▸ **What this task involves**
For the data below, restate word for word only the lines from the line containing "faucet visible in it." through the line containing "glass visible in it.", both ends included.

▸ **Task input**
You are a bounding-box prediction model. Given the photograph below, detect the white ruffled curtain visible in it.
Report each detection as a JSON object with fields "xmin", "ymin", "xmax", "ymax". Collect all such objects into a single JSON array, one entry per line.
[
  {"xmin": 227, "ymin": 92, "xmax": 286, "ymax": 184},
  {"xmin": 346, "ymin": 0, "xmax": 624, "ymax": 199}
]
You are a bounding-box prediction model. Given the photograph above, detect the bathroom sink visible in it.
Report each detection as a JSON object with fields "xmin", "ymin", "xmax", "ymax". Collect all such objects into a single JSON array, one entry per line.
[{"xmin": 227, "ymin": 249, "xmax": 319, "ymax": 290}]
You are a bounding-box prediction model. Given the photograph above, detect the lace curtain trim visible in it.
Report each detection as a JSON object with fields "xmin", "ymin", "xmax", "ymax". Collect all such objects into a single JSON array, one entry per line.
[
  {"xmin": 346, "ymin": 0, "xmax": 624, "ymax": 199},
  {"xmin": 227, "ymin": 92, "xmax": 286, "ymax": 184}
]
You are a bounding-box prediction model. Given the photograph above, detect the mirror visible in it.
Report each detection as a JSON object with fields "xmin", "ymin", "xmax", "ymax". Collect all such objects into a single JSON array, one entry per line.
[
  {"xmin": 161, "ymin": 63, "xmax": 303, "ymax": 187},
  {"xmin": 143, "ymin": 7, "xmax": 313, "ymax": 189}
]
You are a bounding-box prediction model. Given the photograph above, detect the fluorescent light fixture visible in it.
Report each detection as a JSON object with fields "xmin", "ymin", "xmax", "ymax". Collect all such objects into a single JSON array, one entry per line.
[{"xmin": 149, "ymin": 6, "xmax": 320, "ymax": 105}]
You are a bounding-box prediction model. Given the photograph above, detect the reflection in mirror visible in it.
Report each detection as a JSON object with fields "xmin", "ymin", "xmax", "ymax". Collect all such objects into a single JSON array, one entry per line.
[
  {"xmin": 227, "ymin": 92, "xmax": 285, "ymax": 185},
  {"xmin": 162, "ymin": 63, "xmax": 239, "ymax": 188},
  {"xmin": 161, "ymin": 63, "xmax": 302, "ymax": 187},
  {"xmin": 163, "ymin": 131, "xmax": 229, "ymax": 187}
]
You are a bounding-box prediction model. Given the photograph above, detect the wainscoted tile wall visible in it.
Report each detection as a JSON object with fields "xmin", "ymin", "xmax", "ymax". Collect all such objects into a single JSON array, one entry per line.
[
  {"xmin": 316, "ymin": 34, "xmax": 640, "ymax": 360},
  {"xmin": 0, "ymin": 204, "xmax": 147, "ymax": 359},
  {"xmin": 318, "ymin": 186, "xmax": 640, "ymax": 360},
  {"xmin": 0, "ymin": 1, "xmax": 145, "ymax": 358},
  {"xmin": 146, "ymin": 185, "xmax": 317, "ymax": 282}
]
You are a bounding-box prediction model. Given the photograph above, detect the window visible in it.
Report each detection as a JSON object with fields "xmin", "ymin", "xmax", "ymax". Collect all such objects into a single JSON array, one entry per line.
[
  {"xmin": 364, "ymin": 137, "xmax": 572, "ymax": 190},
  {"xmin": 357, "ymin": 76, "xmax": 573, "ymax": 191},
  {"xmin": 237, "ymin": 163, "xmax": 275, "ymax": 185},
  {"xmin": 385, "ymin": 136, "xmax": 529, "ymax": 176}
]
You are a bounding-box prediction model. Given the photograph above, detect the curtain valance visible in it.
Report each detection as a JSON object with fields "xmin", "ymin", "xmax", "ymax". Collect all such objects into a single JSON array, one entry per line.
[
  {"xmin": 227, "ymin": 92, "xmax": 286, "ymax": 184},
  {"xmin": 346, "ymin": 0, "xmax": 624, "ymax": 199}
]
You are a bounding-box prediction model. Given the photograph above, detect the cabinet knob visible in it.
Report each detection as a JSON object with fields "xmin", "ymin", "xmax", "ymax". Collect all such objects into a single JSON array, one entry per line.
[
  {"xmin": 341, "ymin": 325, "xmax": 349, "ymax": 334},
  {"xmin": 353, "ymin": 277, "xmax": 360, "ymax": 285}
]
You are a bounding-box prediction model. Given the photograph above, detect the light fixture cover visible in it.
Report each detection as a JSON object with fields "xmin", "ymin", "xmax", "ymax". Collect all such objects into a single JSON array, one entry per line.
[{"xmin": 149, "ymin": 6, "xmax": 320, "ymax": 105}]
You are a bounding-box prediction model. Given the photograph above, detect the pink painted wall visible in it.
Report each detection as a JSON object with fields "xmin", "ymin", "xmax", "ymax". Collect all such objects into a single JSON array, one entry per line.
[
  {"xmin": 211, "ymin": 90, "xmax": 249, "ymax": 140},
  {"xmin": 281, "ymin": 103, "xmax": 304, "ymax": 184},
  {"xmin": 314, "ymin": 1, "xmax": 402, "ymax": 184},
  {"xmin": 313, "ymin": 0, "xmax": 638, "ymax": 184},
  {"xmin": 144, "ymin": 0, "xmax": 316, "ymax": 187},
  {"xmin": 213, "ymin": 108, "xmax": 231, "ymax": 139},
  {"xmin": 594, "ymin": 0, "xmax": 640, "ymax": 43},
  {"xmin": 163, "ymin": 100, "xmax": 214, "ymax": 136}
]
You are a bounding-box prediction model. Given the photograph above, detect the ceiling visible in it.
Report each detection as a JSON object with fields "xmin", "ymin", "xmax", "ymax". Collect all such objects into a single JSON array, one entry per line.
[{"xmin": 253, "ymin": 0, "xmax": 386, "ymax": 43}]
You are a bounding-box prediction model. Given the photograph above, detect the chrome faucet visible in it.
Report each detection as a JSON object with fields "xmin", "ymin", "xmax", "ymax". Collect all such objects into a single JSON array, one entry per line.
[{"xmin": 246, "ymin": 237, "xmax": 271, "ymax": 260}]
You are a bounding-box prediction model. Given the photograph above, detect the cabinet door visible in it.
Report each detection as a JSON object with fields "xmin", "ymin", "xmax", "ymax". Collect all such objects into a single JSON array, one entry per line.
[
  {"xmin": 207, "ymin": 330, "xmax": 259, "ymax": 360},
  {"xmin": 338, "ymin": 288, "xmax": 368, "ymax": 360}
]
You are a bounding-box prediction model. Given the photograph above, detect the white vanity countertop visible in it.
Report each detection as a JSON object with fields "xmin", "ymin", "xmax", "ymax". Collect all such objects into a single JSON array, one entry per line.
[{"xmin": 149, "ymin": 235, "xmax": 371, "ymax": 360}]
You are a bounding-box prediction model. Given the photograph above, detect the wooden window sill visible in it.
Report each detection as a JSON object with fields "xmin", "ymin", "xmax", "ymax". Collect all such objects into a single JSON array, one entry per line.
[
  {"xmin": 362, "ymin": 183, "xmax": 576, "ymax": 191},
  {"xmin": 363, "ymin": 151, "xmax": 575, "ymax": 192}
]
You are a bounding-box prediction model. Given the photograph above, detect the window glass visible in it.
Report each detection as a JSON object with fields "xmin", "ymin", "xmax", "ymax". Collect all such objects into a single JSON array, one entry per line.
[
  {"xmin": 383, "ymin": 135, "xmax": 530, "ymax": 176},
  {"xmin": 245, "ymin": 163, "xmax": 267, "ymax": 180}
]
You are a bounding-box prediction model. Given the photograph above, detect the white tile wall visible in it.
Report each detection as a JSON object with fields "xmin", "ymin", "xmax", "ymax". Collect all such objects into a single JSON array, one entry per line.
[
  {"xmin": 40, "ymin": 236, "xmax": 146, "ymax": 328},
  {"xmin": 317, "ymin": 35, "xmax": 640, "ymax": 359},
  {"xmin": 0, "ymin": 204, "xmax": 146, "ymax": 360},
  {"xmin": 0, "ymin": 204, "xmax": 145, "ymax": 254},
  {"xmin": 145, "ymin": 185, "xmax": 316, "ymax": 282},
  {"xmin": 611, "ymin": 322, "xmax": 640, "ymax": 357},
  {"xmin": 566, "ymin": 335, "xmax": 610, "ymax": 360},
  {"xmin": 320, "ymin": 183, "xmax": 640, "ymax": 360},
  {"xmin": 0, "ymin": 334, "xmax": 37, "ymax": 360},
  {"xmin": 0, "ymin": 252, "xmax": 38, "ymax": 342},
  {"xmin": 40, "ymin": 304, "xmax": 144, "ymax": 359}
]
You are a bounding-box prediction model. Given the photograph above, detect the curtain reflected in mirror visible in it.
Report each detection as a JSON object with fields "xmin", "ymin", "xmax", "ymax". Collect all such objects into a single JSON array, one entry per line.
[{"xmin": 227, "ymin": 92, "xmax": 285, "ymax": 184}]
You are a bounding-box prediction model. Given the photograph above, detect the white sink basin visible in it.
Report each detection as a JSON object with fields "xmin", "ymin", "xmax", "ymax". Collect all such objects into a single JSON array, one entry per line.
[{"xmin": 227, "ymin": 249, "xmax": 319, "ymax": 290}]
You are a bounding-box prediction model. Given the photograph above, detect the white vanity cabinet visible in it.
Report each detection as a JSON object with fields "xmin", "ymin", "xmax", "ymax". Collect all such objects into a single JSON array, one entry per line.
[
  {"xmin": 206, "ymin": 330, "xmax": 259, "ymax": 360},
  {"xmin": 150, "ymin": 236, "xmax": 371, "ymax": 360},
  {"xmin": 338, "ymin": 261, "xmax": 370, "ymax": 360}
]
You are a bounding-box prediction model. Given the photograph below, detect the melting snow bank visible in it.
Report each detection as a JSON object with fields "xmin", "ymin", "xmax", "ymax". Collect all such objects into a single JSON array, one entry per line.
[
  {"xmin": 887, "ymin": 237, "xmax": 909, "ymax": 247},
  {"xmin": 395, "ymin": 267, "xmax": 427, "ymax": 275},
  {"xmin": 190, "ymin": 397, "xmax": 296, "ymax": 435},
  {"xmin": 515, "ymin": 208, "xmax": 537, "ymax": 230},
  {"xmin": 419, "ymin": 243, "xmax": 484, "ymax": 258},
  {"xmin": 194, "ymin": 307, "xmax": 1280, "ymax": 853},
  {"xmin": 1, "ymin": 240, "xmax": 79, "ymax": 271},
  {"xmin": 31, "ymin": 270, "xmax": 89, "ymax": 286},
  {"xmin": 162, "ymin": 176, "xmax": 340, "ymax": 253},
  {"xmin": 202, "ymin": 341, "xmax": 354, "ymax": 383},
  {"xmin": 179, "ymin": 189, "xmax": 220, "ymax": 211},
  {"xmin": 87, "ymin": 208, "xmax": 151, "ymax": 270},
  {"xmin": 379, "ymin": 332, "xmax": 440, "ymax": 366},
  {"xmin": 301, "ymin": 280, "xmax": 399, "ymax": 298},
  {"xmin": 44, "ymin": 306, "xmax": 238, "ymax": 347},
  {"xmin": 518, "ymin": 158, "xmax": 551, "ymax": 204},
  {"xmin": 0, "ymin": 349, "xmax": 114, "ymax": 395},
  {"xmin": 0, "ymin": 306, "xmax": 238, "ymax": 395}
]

▸ **Your response**
You are a bounding-box prediction model. Given the photograph above, detect the chrome faucet visible in it.
Report each detection as a JSON object with fields "xmin", "ymin", "xmax", "ymax". Collect all such objects into a single JSON array, one entry per line.
[{"xmin": 246, "ymin": 237, "xmax": 271, "ymax": 260}]
You are a bounding-box prediction model. Given the photograph above, detect the cabinet door visible in it.
Report each detection as a JSON object with fields "xmin", "ymin", "xmax", "ymax". Collect all such objects into a single JSON array, one entry per line.
[
  {"xmin": 207, "ymin": 330, "xmax": 259, "ymax": 360},
  {"xmin": 338, "ymin": 288, "xmax": 368, "ymax": 360}
]
You are a bounding-box prediction model. Given the photograph above, detect the white vanity countertop visible in it.
Report each detection as a JSON object with fields "xmin", "ymin", "xmax", "ymax". Collect all such objects into a single JSON array, one entry per line.
[{"xmin": 149, "ymin": 235, "xmax": 371, "ymax": 360}]
You are a bounding-box prediction model. Given the photograph above, detect the wooden window sill visible in it.
Report each detection as a JSON object with fields "xmin", "ymin", "xmax", "ymax". Collect all such objects into a single JSON array, one entry per line.
[
  {"xmin": 362, "ymin": 183, "xmax": 576, "ymax": 191},
  {"xmin": 363, "ymin": 151, "xmax": 575, "ymax": 192}
]
You are a bounding-box prediction model. Given the photograph above, detect the window glass visible in it.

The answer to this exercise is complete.